**REQUIRED ACTION**
In the column about kids' games, which P.E. game does the writer call the cream of the crop?

[DOCUMENT SECTION Boundary: Start]

Generation of wimps looming

By CARSON TIGGES | Apr 21, 2011

Maybe I’m a crotchety old man.

Maybe I just wish things could stay the way they were when I was growing up.

It was bad enough when kids weren’t allowed to play dodge ball anymore because of the safety concerns. I was recently sent a report that said the state of New York has passed legislation with the aim of requiring state regulation for summer camps that include at least one game that “poses a significant risk of injury.”

Which activities are now on the list, you ask? Freeze tag, kickball and Wiffle Ball, among others.

Yep, Wiffle Ball. The game utilizing a ball specifically designed to be lightweight and travel at a reduced speed. Now it’s deemed too dangerous to play without proper medical emergency plans in place, which come at a cost and could force some games to be eliminated.

While I’m not overly concerned with what’s going on in New York, I’m a big picture guy and it seems to be yet another step down an alarming path — we’re raising a country of wimps!

If you’re wondering, that is not a good thing.

I am beyond thankful I was part of one of the last generations not subjected to this. Pinball war ball was the cream of the crop when it came to P.E. games back in my day. If my middle school gym teacher Mr. Poppinga had come in one day to tell us pinball war ball was no longer allowed, I may have just left to start a riot outside the school.

[DOCUMENT SECTION Boundary: End]
[DATA SUPPLIED Boundary: Start]

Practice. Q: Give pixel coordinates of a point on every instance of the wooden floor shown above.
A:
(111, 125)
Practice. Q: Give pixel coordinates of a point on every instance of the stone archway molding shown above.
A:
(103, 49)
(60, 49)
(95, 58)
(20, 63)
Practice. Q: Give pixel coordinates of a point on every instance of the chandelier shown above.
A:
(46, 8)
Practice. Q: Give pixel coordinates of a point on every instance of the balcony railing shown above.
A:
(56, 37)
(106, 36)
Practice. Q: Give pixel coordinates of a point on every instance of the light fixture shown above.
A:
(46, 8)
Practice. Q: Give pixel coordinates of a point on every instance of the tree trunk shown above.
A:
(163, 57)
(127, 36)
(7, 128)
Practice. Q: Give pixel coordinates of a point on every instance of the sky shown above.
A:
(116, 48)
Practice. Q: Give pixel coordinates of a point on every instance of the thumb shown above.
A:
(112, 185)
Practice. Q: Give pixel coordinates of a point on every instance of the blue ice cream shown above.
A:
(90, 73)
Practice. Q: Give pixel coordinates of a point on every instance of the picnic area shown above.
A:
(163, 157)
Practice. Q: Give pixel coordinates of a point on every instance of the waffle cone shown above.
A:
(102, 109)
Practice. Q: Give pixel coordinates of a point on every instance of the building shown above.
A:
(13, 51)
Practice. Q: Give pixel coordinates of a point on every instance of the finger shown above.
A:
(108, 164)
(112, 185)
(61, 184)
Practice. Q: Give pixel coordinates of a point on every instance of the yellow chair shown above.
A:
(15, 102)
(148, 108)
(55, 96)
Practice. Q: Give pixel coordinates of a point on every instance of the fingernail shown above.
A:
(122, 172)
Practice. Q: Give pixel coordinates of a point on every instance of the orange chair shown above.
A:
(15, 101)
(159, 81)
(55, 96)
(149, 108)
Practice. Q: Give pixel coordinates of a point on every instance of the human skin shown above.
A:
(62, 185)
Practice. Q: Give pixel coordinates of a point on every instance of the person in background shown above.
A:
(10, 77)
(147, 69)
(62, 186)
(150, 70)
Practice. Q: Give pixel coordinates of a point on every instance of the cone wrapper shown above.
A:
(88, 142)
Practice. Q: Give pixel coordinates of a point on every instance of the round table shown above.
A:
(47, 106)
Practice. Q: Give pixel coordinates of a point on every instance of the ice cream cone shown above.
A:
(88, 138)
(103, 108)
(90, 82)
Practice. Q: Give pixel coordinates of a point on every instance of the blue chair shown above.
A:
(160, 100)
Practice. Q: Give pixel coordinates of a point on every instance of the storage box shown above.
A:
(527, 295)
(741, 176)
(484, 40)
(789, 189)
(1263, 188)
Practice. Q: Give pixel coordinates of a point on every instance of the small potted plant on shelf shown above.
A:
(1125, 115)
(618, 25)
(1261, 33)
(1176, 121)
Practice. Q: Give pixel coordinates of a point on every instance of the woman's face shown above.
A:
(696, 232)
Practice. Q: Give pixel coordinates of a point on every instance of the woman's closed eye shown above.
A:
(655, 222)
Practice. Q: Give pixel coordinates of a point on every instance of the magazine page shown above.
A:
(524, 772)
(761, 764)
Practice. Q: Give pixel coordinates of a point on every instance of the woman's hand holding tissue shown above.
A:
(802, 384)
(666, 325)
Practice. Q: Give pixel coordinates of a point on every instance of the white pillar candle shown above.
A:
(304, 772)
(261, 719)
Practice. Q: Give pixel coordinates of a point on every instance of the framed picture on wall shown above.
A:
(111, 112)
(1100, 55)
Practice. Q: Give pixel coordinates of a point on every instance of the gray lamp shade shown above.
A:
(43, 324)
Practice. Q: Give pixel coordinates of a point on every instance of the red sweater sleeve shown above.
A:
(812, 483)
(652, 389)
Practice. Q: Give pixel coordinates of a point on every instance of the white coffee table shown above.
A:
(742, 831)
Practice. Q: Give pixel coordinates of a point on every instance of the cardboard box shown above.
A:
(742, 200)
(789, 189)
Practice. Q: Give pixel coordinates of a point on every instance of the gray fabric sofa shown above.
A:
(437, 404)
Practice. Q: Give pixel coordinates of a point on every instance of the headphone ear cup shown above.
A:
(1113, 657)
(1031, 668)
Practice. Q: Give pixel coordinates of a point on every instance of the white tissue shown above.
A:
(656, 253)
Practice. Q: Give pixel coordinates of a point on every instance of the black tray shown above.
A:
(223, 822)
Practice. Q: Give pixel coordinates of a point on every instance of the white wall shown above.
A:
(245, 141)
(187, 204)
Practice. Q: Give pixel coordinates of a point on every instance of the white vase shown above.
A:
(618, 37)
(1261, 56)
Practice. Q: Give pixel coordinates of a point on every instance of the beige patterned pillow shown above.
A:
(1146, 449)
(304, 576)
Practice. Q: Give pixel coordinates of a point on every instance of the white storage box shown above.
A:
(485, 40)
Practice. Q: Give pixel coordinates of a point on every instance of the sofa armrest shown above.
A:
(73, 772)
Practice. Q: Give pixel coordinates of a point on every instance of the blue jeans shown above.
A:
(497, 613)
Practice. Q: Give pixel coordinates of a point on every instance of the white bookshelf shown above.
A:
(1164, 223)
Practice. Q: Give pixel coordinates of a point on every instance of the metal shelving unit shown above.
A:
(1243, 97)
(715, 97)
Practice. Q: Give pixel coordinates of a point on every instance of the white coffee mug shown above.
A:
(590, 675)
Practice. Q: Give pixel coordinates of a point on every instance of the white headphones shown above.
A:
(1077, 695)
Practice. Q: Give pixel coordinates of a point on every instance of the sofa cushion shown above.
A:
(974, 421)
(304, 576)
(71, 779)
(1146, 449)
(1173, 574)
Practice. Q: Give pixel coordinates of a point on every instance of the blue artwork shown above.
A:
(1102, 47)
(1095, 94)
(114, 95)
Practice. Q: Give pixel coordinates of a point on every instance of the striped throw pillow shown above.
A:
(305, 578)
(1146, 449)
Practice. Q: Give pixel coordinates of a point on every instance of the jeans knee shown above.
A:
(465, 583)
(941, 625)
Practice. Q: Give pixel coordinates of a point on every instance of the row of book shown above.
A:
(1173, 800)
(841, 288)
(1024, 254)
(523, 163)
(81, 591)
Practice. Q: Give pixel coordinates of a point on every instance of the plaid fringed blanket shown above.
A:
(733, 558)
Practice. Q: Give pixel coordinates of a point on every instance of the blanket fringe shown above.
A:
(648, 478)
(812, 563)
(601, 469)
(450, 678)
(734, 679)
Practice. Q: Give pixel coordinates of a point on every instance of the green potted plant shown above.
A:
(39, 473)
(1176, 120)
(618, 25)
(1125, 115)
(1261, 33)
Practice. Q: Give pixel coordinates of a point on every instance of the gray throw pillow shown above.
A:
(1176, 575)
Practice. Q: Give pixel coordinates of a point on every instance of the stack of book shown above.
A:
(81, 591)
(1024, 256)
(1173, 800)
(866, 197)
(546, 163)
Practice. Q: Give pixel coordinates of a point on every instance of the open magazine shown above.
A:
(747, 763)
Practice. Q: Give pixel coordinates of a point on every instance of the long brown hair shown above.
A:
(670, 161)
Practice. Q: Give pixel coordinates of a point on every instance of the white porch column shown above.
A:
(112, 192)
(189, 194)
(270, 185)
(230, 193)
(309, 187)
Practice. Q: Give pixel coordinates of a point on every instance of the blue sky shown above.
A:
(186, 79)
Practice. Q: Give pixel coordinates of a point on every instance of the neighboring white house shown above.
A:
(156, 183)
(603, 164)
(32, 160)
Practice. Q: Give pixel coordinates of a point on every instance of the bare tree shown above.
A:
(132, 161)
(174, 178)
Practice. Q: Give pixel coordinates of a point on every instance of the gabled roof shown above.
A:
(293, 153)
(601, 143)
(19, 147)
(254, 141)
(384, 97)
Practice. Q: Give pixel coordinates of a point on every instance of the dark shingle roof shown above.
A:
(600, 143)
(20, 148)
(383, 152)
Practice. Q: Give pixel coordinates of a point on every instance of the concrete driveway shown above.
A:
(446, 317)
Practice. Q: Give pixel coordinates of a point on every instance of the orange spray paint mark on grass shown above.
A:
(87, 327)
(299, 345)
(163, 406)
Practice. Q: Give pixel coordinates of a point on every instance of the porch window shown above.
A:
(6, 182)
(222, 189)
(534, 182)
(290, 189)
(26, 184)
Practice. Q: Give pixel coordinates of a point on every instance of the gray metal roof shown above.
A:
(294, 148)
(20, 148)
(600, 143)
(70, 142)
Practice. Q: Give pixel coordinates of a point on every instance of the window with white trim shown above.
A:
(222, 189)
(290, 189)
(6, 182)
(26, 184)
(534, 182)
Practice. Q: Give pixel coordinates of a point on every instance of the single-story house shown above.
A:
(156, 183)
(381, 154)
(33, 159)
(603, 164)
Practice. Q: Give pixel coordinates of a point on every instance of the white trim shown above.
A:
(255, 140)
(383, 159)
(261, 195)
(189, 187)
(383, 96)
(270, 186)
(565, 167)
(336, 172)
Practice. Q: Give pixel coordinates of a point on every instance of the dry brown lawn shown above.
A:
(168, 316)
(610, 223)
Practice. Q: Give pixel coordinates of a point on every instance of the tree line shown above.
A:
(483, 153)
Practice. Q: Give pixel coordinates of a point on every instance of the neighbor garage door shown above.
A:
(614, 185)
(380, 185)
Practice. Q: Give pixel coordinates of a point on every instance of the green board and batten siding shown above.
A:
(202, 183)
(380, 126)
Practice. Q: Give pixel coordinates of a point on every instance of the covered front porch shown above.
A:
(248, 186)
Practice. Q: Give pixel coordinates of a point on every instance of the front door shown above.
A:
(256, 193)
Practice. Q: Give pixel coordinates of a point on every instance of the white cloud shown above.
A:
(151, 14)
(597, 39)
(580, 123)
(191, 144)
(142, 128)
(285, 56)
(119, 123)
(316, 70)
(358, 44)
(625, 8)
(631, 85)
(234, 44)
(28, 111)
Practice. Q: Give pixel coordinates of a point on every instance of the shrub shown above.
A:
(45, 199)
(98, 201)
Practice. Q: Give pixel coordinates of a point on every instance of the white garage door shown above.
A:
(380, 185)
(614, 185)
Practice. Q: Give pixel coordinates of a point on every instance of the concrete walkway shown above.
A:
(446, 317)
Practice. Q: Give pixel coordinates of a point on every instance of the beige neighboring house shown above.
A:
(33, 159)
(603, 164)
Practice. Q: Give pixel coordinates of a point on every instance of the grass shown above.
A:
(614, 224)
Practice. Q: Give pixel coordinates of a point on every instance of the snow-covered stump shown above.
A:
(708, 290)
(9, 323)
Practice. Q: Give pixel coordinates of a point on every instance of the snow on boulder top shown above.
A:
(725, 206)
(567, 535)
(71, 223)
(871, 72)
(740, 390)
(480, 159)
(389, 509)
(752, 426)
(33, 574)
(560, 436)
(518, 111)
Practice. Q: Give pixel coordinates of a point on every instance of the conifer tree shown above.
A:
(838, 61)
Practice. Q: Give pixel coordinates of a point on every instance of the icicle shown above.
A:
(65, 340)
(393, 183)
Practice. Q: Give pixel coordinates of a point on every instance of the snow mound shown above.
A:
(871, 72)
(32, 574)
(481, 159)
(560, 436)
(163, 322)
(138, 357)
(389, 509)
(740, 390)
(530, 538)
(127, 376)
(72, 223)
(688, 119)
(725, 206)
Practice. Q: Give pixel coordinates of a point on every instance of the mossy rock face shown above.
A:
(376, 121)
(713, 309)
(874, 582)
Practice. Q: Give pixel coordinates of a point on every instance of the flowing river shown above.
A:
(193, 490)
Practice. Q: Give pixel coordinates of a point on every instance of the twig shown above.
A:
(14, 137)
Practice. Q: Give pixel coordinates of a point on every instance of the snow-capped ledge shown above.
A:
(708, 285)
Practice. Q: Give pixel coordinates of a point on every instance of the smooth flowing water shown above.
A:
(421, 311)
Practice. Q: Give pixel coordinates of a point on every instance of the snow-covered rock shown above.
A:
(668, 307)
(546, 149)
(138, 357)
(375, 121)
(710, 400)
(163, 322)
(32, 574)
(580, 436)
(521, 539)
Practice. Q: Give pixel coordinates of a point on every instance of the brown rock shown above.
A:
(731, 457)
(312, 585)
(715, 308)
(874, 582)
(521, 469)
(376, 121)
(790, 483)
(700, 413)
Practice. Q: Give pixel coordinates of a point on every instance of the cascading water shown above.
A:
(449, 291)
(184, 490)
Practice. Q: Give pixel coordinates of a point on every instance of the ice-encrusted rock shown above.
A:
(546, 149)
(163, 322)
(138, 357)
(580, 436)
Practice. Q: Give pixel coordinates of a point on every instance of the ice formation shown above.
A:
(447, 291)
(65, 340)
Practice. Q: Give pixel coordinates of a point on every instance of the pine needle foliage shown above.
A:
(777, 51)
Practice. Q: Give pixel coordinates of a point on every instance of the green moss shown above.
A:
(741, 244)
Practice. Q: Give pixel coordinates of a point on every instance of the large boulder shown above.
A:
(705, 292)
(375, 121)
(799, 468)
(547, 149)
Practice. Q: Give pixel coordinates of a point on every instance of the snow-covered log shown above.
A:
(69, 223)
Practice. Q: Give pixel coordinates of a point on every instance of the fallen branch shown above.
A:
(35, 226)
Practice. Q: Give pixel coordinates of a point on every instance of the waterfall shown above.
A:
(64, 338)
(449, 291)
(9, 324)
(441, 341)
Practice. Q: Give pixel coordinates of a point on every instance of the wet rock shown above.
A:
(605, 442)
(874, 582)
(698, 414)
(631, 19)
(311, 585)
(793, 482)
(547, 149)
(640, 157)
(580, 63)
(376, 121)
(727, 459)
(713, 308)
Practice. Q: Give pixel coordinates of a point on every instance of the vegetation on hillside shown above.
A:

[DATA SUPPLIED Boundary: End]

**SOLUTION TO THE EXERCISE**
Pinball war ball